_Task goal_
Reproduce, with no alteration, the span of lines that begins at the line containing "woman in the" and ends at the last line of the records, both ends included, and nothing else.

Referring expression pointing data
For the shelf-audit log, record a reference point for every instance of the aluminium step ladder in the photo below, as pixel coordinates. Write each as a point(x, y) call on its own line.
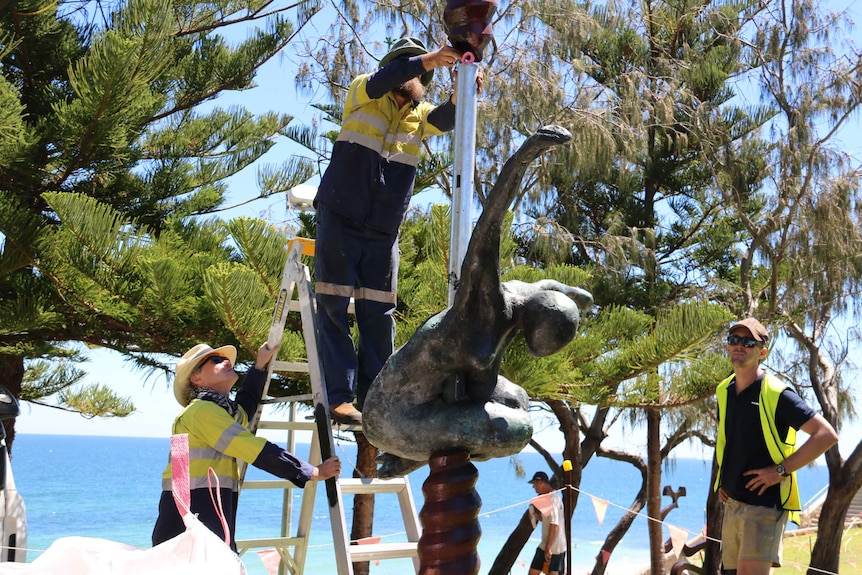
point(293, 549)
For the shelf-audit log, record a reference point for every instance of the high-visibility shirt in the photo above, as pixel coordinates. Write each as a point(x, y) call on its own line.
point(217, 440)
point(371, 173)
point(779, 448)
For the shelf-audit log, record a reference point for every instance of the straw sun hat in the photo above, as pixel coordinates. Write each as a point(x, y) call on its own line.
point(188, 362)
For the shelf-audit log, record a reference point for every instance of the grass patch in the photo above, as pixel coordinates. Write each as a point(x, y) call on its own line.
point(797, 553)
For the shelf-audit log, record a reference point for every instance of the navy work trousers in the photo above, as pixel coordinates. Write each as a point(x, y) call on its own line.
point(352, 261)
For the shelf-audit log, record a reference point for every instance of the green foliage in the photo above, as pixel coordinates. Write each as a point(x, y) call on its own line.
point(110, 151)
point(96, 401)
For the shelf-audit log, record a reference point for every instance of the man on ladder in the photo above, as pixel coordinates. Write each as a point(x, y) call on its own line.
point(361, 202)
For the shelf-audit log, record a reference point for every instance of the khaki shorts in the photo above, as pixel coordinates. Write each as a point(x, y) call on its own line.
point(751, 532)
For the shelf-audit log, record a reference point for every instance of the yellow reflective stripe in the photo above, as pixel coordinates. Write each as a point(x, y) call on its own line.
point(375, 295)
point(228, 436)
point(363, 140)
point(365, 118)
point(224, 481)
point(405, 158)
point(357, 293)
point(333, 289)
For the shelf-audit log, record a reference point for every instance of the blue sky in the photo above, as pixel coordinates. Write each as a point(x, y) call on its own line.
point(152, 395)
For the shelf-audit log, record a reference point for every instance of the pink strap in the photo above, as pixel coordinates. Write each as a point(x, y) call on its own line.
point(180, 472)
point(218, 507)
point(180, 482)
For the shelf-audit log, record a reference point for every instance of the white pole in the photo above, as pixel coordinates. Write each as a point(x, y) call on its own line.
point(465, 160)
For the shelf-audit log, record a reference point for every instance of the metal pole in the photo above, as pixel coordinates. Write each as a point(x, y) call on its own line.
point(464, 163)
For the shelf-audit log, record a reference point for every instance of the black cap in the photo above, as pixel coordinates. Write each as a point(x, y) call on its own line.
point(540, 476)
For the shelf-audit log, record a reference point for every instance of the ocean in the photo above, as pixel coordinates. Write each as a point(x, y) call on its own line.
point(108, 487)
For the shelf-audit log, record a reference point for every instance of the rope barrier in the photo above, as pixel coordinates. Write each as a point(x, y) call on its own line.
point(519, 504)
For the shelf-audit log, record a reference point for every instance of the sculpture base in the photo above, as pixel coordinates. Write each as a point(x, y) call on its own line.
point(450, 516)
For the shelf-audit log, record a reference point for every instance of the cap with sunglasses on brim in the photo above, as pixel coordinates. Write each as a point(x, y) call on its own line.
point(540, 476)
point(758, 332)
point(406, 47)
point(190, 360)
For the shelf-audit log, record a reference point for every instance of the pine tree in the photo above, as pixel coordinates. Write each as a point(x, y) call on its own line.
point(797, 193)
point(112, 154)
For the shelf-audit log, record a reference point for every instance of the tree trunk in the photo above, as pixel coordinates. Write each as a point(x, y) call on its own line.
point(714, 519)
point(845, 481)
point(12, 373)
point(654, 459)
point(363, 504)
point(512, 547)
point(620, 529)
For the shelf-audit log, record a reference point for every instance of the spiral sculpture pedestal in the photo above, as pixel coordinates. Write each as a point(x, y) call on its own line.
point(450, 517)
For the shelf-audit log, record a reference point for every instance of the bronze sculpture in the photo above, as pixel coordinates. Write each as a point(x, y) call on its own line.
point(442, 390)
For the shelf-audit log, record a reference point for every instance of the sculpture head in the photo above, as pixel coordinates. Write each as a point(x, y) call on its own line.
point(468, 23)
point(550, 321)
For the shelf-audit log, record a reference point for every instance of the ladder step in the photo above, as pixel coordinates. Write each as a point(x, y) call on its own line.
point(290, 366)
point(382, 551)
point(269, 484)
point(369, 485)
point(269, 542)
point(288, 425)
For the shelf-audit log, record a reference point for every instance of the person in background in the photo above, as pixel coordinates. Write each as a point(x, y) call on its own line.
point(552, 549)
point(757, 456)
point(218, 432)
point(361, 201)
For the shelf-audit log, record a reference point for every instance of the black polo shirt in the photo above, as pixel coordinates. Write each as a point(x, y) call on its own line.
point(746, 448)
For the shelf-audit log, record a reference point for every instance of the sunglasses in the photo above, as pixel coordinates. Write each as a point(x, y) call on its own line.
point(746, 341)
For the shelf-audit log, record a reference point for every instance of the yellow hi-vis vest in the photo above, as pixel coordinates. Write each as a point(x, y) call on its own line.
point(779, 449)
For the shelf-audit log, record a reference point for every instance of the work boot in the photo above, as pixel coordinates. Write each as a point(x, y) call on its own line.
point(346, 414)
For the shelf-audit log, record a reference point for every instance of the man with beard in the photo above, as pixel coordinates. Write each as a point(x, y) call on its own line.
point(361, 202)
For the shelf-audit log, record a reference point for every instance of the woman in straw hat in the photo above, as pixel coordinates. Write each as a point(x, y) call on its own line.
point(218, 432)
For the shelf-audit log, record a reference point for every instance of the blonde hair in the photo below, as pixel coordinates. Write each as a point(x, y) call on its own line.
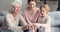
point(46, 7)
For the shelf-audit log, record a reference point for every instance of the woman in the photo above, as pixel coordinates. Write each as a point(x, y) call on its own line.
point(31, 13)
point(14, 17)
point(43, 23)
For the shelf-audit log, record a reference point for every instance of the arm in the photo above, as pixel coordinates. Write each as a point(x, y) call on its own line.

_Response to the task_
For the shelf-audit log, record a reference point for every instance of the woman in the photo above, as pixel coordinates. Write each as a point(x, y) call on its own line.
point(31, 13)
point(14, 17)
point(43, 23)
For the shelf-audit log, record a reference point for every instance of the arm in the photo above, as pixel coordinates. Write each as a point(x, y) call on its own line.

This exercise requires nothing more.